[Detection annotation records]
↓↓↓

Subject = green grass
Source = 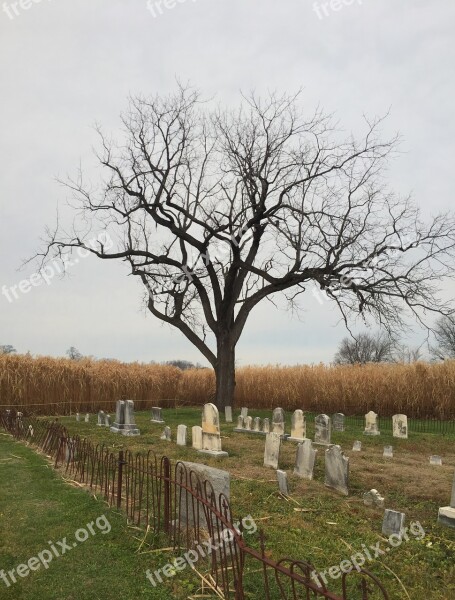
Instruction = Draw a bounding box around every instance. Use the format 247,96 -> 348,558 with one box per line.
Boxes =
0,408 -> 455,600
0,433 -> 203,600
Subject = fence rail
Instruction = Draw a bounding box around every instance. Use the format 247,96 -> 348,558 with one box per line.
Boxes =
0,411 -> 389,600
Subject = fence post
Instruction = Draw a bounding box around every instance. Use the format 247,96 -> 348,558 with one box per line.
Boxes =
117,450 -> 125,508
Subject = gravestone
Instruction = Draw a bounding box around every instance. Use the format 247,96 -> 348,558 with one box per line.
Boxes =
363,489 -> 384,508
224,406 -> 232,423
287,409 -> 306,442
276,469 -> 289,496
177,425 -> 188,446
121,400 -> 141,436
191,425 -> 202,450
363,410 -> 379,435
199,403 -> 229,456
150,406 -> 164,423
324,446 -> 349,496
264,431 -> 281,470
314,415 -> 332,446
160,426 -> 171,442
392,415 -> 408,440
332,413 -> 344,431
438,474 -> 455,529
272,408 -> 285,435
294,439 -> 318,479
382,446 -> 393,458
382,509 -> 406,539
111,400 -> 125,433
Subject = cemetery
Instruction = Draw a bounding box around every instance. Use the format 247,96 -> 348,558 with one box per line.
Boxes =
1,400 -> 455,599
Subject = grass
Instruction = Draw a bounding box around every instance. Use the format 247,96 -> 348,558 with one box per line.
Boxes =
55,407 -> 455,600
0,433 -> 205,600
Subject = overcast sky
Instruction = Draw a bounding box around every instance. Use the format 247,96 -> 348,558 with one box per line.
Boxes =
0,0 -> 455,365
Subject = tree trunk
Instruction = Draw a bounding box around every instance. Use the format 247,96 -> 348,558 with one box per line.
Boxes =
215,335 -> 235,411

↑↑↑

» Exercise task: Starting at the line that contains "Subject = grass" and ending at the last line of the records, write out every line again, including the instruction lines. Scale each box coordinate in the answers by 2.1 and round to whole numbers, with halves rounded up, but leave the numbers in the instructions and their format sample unchanged.

» Result:
Subject = grass
Instruction = Draw a bounding box around every instance. Use the format 247,96 -> 348,558 with one box per line.
Boxes =
116,855 -> 956,1260
0,909 -> 431,1260
Subject = overcast sky
Instruction = Draw a bounding box around every instance. Use the format 247,96 -> 348,558 with one box per line.
Boxes =
0,0 -> 956,767
Subject = tree trunk
Instruction = Draw a bounding box around every instance. Use the format 247,96 -> 348,558 with one box per line.
Boxes =
452,704 -> 494,863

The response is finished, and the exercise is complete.